Extracted data entries
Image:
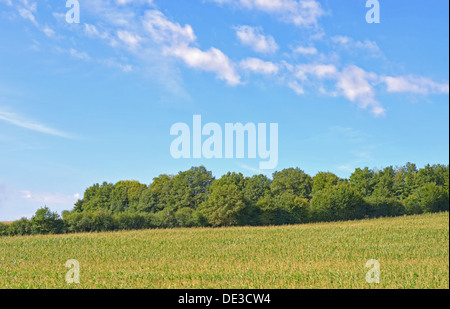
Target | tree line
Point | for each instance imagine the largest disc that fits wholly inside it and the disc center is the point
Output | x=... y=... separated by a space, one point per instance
x=195 y=198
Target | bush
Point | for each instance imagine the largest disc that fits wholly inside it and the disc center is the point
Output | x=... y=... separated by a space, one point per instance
x=340 y=202
x=284 y=209
x=46 y=222
x=225 y=206
x=380 y=206
x=428 y=198
x=185 y=217
x=20 y=227
x=3 y=229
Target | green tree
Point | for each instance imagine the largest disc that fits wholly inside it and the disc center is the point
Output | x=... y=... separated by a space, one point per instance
x=428 y=198
x=340 y=202
x=294 y=180
x=324 y=180
x=46 y=222
x=363 y=181
x=225 y=205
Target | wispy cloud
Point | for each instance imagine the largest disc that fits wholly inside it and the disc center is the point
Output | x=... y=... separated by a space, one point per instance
x=302 y=13
x=414 y=84
x=255 y=38
x=28 y=124
x=259 y=66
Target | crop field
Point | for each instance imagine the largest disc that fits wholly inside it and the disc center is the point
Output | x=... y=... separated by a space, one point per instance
x=413 y=252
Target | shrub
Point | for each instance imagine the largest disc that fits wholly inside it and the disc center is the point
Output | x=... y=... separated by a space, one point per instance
x=428 y=198
x=340 y=202
x=46 y=222
x=380 y=206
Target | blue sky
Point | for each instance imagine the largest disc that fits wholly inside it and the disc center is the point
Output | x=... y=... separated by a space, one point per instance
x=92 y=102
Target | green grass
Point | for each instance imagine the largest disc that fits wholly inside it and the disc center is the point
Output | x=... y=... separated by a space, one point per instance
x=413 y=253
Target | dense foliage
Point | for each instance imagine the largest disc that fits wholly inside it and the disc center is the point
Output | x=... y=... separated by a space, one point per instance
x=195 y=198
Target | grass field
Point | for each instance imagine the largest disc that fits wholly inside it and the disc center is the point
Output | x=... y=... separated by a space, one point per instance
x=413 y=252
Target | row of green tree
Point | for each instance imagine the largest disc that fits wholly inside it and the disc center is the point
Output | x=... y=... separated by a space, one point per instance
x=194 y=198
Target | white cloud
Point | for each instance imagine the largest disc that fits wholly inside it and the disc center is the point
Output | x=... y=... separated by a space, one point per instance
x=163 y=30
x=256 y=40
x=49 y=199
x=414 y=84
x=48 y=31
x=296 y=87
x=125 y=2
x=27 y=14
x=78 y=54
x=130 y=39
x=302 y=13
x=177 y=41
x=317 y=70
x=30 y=124
x=7 y=2
x=351 y=44
x=259 y=66
x=305 y=50
x=126 y=68
x=355 y=85
x=93 y=32
x=212 y=60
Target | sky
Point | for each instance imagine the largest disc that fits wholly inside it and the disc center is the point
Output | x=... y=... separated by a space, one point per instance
x=82 y=103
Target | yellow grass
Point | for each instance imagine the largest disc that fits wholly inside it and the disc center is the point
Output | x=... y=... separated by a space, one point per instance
x=413 y=252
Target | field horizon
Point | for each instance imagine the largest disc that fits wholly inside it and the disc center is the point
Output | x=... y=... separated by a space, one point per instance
x=413 y=252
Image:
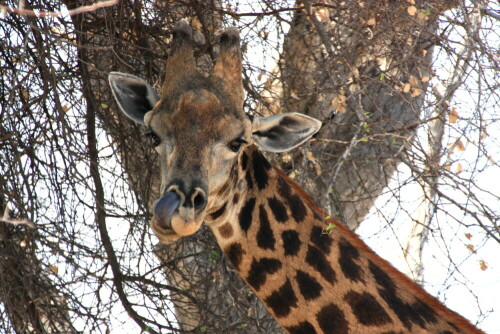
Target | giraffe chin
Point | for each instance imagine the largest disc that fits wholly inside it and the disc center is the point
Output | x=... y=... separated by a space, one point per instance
x=179 y=228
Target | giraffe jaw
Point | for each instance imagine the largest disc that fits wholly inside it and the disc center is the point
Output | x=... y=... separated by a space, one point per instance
x=172 y=220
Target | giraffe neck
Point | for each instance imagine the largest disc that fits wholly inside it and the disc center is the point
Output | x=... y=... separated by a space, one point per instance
x=315 y=279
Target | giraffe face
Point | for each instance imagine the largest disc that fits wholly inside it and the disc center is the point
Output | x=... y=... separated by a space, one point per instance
x=198 y=141
x=199 y=129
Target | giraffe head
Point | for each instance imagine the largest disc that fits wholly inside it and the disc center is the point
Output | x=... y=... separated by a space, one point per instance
x=199 y=129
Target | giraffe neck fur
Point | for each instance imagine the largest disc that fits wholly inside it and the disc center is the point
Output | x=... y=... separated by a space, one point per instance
x=313 y=280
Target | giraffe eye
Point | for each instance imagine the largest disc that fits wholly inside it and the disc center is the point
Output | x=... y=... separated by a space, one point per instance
x=235 y=145
x=155 y=140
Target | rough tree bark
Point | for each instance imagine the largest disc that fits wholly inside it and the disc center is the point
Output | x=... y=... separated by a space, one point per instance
x=358 y=66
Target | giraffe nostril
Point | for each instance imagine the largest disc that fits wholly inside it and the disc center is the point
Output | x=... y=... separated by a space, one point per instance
x=199 y=199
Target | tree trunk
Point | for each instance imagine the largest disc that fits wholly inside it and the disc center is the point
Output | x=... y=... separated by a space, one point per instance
x=361 y=67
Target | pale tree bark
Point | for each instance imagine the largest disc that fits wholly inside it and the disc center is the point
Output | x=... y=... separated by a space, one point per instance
x=359 y=68
x=30 y=298
x=433 y=151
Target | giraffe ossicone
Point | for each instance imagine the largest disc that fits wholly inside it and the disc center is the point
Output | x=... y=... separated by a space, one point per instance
x=213 y=172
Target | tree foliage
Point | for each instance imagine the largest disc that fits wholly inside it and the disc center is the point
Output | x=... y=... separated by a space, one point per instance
x=407 y=93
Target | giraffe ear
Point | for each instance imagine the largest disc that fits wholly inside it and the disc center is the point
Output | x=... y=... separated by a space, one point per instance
x=135 y=96
x=283 y=132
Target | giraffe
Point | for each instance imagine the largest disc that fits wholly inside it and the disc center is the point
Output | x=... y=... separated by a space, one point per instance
x=311 y=279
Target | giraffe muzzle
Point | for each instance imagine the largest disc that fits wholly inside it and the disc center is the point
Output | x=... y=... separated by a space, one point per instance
x=164 y=209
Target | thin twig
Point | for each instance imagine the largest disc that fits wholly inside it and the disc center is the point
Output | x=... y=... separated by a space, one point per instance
x=79 y=10
x=6 y=219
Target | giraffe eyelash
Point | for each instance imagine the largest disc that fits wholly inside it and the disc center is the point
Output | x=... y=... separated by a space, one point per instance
x=155 y=139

__What the task asks__
Please extract every line of the records above word for word, leaving the pictures out of your answer.

__The solution__
Image:
Target | tree line
Point | for each instance imagine the largest disc that fits wholly inside it and the disc center is the point
Output | x=... y=... separated by a space, one point per instance
x=195 y=198
Target | bush
Point | for each instance imagine the largest disc that fits wholly inside it and the disc center is the point
Output | x=... y=... separated by a space, one point per instance
x=340 y=202
x=284 y=209
x=46 y=222
x=225 y=206
x=380 y=206
x=428 y=198
x=185 y=217
x=20 y=227
x=3 y=229
Target | green tree
Point | for each instance imagine the largest disc that fits wholly inside it and the disc center is the point
Output | x=... y=... separated by a space, one point per instance
x=428 y=198
x=340 y=202
x=294 y=180
x=324 y=180
x=46 y=222
x=363 y=181
x=225 y=205
Target | wispy cloud
Point | for each instance imagine the largest disc that fits wholly inside it and the disc center is the point
Output | x=... y=... separated by a space, one point per instance
x=302 y=13
x=414 y=84
x=255 y=38
x=28 y=124
x=259 y=66
Target | crop field
Point | for each instance imagine the largest disc that fits wholly inside it and the disc center is the point
Output | x=... y=... separated by a space, one point per instance
x=413 y=252
Target | shrub
Point | for each instance imagine the largest disc that fits wholly inside it and the disc center is the point
Output | x=... y=... separated by a space, one point per instance
x=428 y=198
x=340 y=202
x=46 y=222
x=380 y=206
Target | blue sky
Point | for each instance imagine the largest disc that fits wholly inside it and the disc center is the point
Output | x=... y=... separated by a space, one point per instance
x=92 y=102
Target | green grass
Point | for each instance imagine the largest disc that fits wholly inside it and the disc center is the point
Output | x=... y=... separated by a space, one point per instance
x=413 y=253
Target | dense foliage
Point | for each instance imagine the largest disc that fits wholly inside it and the disc center is the point
Output | x=... y=... separated by a space, one point per instance
x=195 y=198
Target | grass field
Point | for each instance imagine the largest disc that fits wholly inside it and the disc center is the point
Output | x=... y=... separated by a space, one point per instance
x=413 y=252
Target | row of green tree
Point | for each instance imagine the largest disc that fits wholly inside it and the disc center is the point
Output | x=... y=... separated by a space, one point per instance
x=194 y=198
Target | white cloud
Point | for each instance imagine the largest disc that fits wholly inside it and the disc center is the point
Output | x=... y=... separated by a space, one point per instance
x=163 y=30
x=256 y=40
x=49 y=199
x=414 y=84
x=48 y=31
x=296 y=87
x=125 y=2
x=27 y=14
x=78 y=54
x=130 y=39
x=302 y=13
x=177 y=41
x=317 y=70
x=30 y=124
x=7 y=2
x=351 y=44
x=259 y=66
x=305 y=50
x=126 y=68
x=355 y=85
x=93 y=32
x=212 y=60
Target | sky
Point | for each instance imagine the largest disc that fits wholly inside it and the disc center is the point
Output | x=... y=... separated by a space, one point per instance
x=82 y=103
Target | yellow grass
Point | for each instance imagine the largest disc that fits wholly inside it and the disc center is the point
Output | x=... y=... separated by a space, one point per instance
x=413 y=252
Target | field horizon
Point | for each instance imagine the largest disc that fits wholly inside it and the disc center is the point
Output | x=... y=... separated by a space, one point per instance
x=413 y=252
Image:
Target | giraffe chin
Point | for each instance imagine the largest disc that fits wholly inside it and the disc center is the point
Output | x=... y=... separated by a space, one point per instance
x=179 y=228
Target | giraffe jaw
Point | for each instance imagine the largest disc that fits wholly inside it and the disc center is the point
Output | x=... y=... separated by a space, one point per instance
x=172 y=220
Target | giraffe neck
Point | for each instance imagine the largest disc that fits wholly inside it and the disc center is the point
Output | x=... y=... separated by a space, one point per instance
x=315 y=279
Target | giraffe face
Point | for each instance imagine the largest disc that fits wholly inside it and the disc center is the point
Output | x=... y=... separated by a space, one point per instance
x=198 y=141
x=199 y=129
Target | giraffe head
Point | for each instance imagine the largest disc that fits wholly inside it and the disc center is the point
Output | x=... y=... separated by a space, one point per instance
x=199 y=129
Target | giraffe neck fur
Point | for each instance imagine the largest disc that fits wholly inside it and the disc center is the point
Output | x=... y=... separated by a space, one point per instance
x=313 y=280
Target | giraffe eye
Point | for each instance imagine the largest disc that fits wholly inside it and the disc center is the point
Output | x=... y=... separated by a space, one point per instance
x=235 y=145
x=155 y=140
Target | rough tree bark
Point | for each instance imagine the largest disc that fits wholly inside it and the disc center is the point
Output | x=... y=... separated by a space, one point per instance
x=358 y=66
Target | giraffe nostril
Point | for each instance imagine the largest disc that fits wholly inside it and the disc center is the point
Output | x=... y=... separated by a space, one point per instance
x=199 y=199
Target | tree trunk
Point | for each instance imagine the largest disc that fits wholly inside it and the disc center is the point
Output | x=... y=... separated by a space, one point per instance
x=361 y=67
Target | pale tree bark
Point | for each instance imagine the largest disc that fits wholly inside it and the disc center is the point
Output | x=... y=... separated by a space, one point per instance
x=359 y=68
x=30 y=298
x=433 y=151
Target | giraffe ossicone
Point | for each instance imagine the largest disc that fits wholly inside it and the disc center is the point
Output | x=... y=... separated by a space, one point per instance
x=213 y=172
Target | tree foliage
Point | for each instance imagine the largest disc that fits wholly inside it and the disc center is the point
Output | x=... y=... separated by a space, one point per instance
x=407 y=93
Target | giraffe ear
Point | for each instance imagine the largest disc that fits wholly inside it and the disc center is the point
Output | x=... y=... separated by a space, one point per instance
x=135 y=96
x=283 y=132
Target | giraffe
Point | for each instance imagine the largest disc that fits wholly inside it and the disc center is the point
Output | x=... y=... separated by a space, one point per instance
x=311 y=279
Target | giraffe muzzle
Point | for each instance imagine the largest disc that fits wholly inside it and the disc center is the point
Output | x=... y=... separated by a space, one point per instance
x=164 y=209
Target | thin twig
Point | for each instance imagine the largest disc that fits wholly inside it and the disc center is the point
Output | x=... y=... separated by a space, one point per instance
x=79 y=10
x=6 y=219
Target | giraffe eyelash
Point | for each instance imagine the largest disc that fits wholly inside it and the disc center is the point
Output | x=... y=... separated by a space, one point per instance
x=155 y=139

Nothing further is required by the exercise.